> [Work to complete]: Images in the data are to be skipped, while every line is restated exactly as written.

= = = = = = =

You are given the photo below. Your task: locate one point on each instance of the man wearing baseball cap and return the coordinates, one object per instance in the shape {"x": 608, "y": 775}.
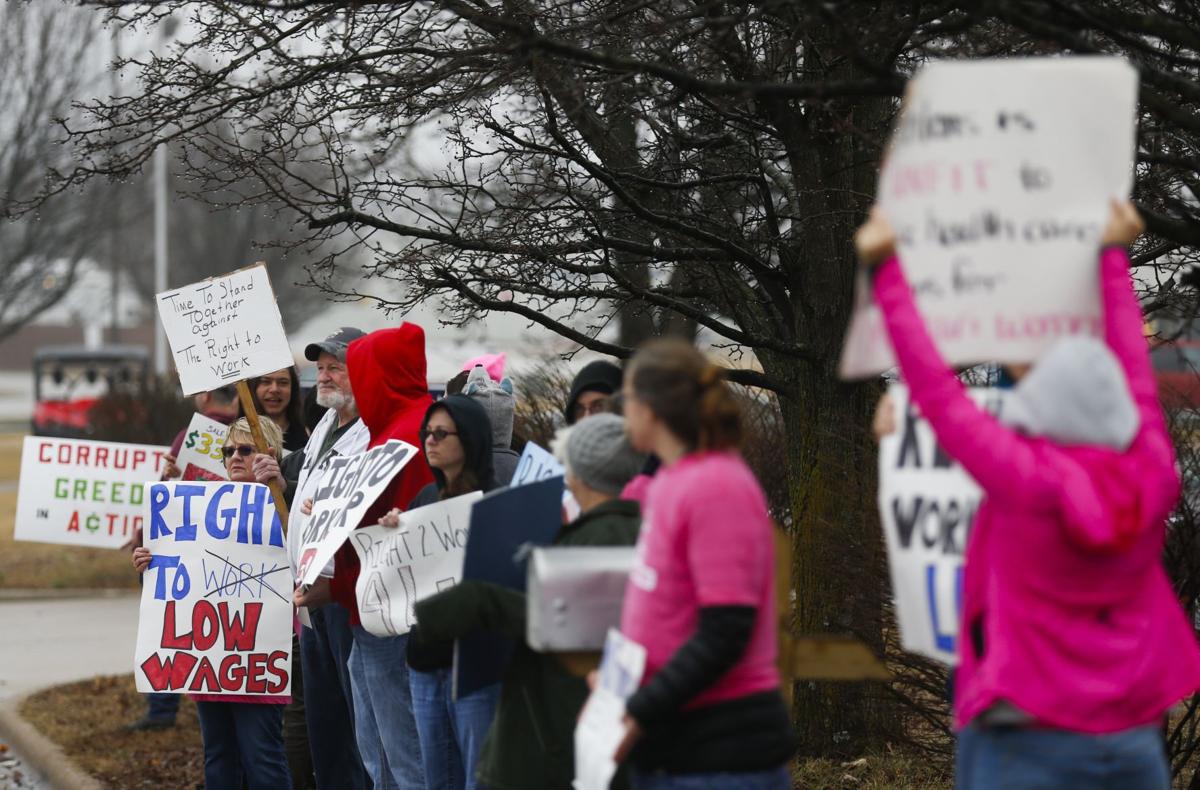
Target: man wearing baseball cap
{"x": 325, "y": 644}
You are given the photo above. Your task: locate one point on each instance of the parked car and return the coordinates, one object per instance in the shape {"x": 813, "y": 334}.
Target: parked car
{"x": 1177, "y": 370}
{"x": 69, "y": 381}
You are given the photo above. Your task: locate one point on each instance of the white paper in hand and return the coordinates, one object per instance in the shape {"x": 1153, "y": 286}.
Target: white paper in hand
{"x": 601, "y": 724}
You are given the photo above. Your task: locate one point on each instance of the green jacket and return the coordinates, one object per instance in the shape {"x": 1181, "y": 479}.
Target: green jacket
{"x": 531, "y": 744}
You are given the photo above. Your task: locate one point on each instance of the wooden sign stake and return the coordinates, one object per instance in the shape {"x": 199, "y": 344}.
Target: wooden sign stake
{"x": 256, "y": 430}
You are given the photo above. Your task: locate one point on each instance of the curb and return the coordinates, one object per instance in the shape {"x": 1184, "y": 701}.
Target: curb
{"x": 45, "y": 755}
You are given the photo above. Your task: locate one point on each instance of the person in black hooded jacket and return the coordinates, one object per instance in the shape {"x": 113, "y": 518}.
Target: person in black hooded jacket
{"x": 456, "y": 438}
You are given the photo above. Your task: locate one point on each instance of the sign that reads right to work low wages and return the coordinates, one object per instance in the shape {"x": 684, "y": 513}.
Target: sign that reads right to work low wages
{"x": 225, "y": 329}
{"x": 997, "y": 184}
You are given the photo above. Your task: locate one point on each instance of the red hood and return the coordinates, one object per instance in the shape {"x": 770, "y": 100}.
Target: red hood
{"x": 387, "y": 371}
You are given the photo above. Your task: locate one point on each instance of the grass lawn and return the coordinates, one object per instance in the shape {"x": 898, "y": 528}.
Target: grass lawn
{"x": 43, "y": 566}
{"x": 88, "y": 718}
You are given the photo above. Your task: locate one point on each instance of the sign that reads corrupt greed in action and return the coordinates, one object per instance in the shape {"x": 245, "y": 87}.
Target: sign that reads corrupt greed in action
{"x": 225, "y": 329}
{"x": 927, "y": 506}
{"x": 216, "y": 599}
{"x": 349, "y": 485}
{"x": 401, "y": 566}
{"x": 997, "y": 184}
{"x": 83, "y": 492}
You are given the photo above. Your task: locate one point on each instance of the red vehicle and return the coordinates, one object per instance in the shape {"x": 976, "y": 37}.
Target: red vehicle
{"x": 1177, "y": 370}
{"x": 69, "y": 381}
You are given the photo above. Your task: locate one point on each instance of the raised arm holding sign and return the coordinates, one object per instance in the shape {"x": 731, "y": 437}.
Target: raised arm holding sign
{"x": 228, "y": 329}
{"x": 997, "y": 183}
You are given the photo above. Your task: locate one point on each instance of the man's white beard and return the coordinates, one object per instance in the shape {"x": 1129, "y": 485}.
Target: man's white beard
{"x": 335, "y": 399}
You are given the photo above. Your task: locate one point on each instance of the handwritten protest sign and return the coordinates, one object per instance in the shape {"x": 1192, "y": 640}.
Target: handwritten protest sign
{"x": 349, "y": 485}
{"x": 216, "y": 599}
{"x": 505, "y": 526}
{"x": 927, "y": 506}
{"x": 997, "y": 184}
{"x": 83, "y": 492}
{"x": 535, "y": 464}
{"x": 225, "y": 329}
{"x": 199, "y": 458}
{"x": 401, "y": 566}
{"x": 538, "y": 464}
{"x": 601, "y": 725}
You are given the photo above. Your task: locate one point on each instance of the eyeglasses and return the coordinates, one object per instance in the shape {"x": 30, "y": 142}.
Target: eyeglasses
{"x": 438, "y": 435}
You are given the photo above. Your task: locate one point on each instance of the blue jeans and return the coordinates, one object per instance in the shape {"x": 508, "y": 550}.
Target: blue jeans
{"x": 324, "y": 654}
{"x": 1041, "y": 759}
{"x": 383, "y": 712}
{"x": 774, "y": 779}
{"x": 244, "y": 740}
{"x": 162, "y": 707}
{"x": 451, "y": 731}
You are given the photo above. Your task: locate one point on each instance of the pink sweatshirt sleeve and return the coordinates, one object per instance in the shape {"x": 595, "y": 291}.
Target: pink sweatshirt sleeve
{"x": 1123, "y": 322}
{"x": 1000, "y": 460}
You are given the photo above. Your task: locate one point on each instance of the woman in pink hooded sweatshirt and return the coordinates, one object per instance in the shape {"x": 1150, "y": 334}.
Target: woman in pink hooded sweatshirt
{"x": 1073, "y": 644}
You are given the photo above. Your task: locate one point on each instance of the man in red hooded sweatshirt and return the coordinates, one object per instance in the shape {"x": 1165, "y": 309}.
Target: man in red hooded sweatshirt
{"x": 387, "y": 370}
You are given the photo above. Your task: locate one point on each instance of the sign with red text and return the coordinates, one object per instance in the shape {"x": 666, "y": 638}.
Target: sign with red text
{"x": 927, "y": 506}
{"x": 216, "y": 599}
{"x": 348, "y": 486}
{"x": 199, "y": 455}
{"x": 83, "y": 492}
{"x": 997, "y": 184}
{"x": 225, "y": 329}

= = = = = = =

> [Solution]:
You are given the photo below. Your task: locate one point on each instance of the man wearing baseball cap and return the coordinates, one object per instance in the shape {"x": 608, "y": 775}.
Target: man wearing baseball cap
{"x": 325, "y": 644}
You are given the photo above. Your task: locate one point on each instance of the parked car and return the coordinates, one object per instance in the shape {"x": 813, "y": 334}.
Target: parked car
{"x": 1177, "y": 370}
{"x": 69, "y": 381}
You are given the photo above. Your task: locate one point on each instance of the white paper in hand and return the coordinates, one object per instance in the shape {"x": 1153, "y": 286}.
Target: white paper in hand
{"x": 601, "y": 724}
You are given the photo above. Your task: locate one point on each instance of the green jacket and return the coordinates, one object per instance in the shape {"x": 1181, "y": 479}.
Target: green jacket
{"x": 531, "y": 744}
You are given the photo above. Your task: locate one point on each instance of the wooden sign stake and return the coordinates, one object per instance in the shape {"x": 199, "y": 344}.
Target: wooden sign stake
{"x": 256, "y": 430}
You are given the photo above. Your task: locate one point on each instance of the curb and return the coordinates, one object per instance in the shape {"x": 1184, "y": 701}.
Target: curb
{"x": 45, "y": 755}
You are given the photo above. Your task: locate one point on each instance of the person in black hooded jacket and return the coordinates, one object per instance in the shape {"x": 113, "y": 518}.
Target: person in black hooded jacket
{"x": 456, "y": 438}
You are given the photo above. Your task: locate one point on each instance of the sign that reads right to work low wages and return the coordinates, one object per instance in the shape {"x": 684, "y": 513}.
Target: sign that reads right to work low wages
{"x": 225, "y": 329}
{"x": 997, "y": 184}
You are given the photo above. Your task: locate one point on each instance of the red hood and return the coordinates, one object per instance in the shape {"x": 770, "y": 100}.
Target: red hood
{"x": 387, "y": 371}
You are given the photo above. Your task: locate one point on each instance of the grass lawn and return the coordinates, one object per instance in the shape {"x": 898, "y": 528}.
Target: grass lawn
{"x": 43, "y": 566}
{"x": 88, "y": 718}
You are given the photo above. Your task: locate one point on each instance of the sign that reads corrupt greed in action and return the coordinates, one object per instance in the shape {"x": 245, "y": 87}.
Target: sign that reads corrupt greed in action
{"x": 225, "y": 329}
{"x": 927, "y": 506}
{"x": 216, "y": 599}
{"x": 349, "y": 485}
{"x": 401, "y": 566}
{"x": 997, "y": 184}
{"x": 83, "y": 492}
You are given the photo above. Your task: locate one point on each instance of the red vehicle and return the coordinates, one object per instance in the shape {"x": 976, "y": 37}.
Target: red vehicle
{"x": 1177, "y": 370}
{"x": 69, "y": 381}
You are given the photo above. Your task: locate one point on each instance of the raised arm holding sign and return the coordinates, one object per instance in the shape {"x": 731, "y": 437}.
Target: raised arm holding sign
{"x": 228, "y": 329}
{"x": 997, "y": 183}
You are given the photo above. Your task: locate one point on each instance of the man's white beard and return the coordinates, one object per instance in the shape {"x": 1129, "y": 485}.
Target: man's white beard
{"x": 335, "y": 399}
You are given the photo above. Your task: locate one point on each instance of the handwritten protest sign and return the coordinates, one object per instance in the shape {"x": 1192, "y": 640}.
Target: handwritten protest sign
{"x": 349, "y": 485}
{"x": 216, "y": 599}
{"x": 505, "y": 526}
{"x": 927, "y": 506}
{"x": 997, "y": 184}
{"x": 83, "y": 492}
{"x": 535, "y": 464}
{"x": 225, "y": 329}
{"x": 199, "y": 458}
{"x": 401, "y": 566}
{"x": 538, "y": 464}
{"x": 601, "y": 725}
You are given the photo above. Your task: locate one point on each instance of the eyeglasses and return the coordinates, one object per instance in the shape {"x": 30, "y": 142}.
Target: eyeglasses
{"x": 438, "y": 435}
You are given the photo above. Your task: locate one point on each instance of the blue jeans and return the coordinates, one object per instance in the shape {"x": 508, "y": 550}.
Target: blue jeans
{"x": 324, "y": 654}
{"x": 1041, "y": 759}
{"x": 383, "y": 712}
{"x": 774, "y": 779}
{"x": 244, "y": 740}
{"x": 162, "y": 707}
{"x": 451, "y": 731}
You are given the photo above. Your task: locate one point on each instance of the pink sweatshirt sleeve and return the coordinates, one object per instance in the shape {"x": 595, "y": 291}.
Target: pink sweatshirt sleeve
{"x": 1123, "y": 322}
{"x": 1000, "y": 460}
You are given the photo above. Your task: locate one point on each instance of the woman in pink hooded sweatshirt and return the coordinates, one object per instance in the shape {"x": 1150, "y": 334}.
Target: woman in pink hooded sweatshirt
{"x": 1073, "y": 644}
You are given the photo above. Your task: locate one point on each instance of the man in red hooded sweatshirt and return the coordinates, one object per instance in the shape {"x": 1165, "y": 309}.
Target: man in red hooded sweatshirt
{"x": 387, "y": 370}
You are given the photo above. Your task: locate one point on each instance of the sign with red text and return the coordinates, one object per instance in the shape {"x": 666, "y": 638}.
Target: sign with red text
{"x": 927, "y": 506}
{"x": 216, "y": 599}
{"x": 348, "y": 486}
{"x": 199, "y": 455}
{"x": 83, "y": 492}
{"x": 997, "y": 184}
{"x": 225, "y": 329}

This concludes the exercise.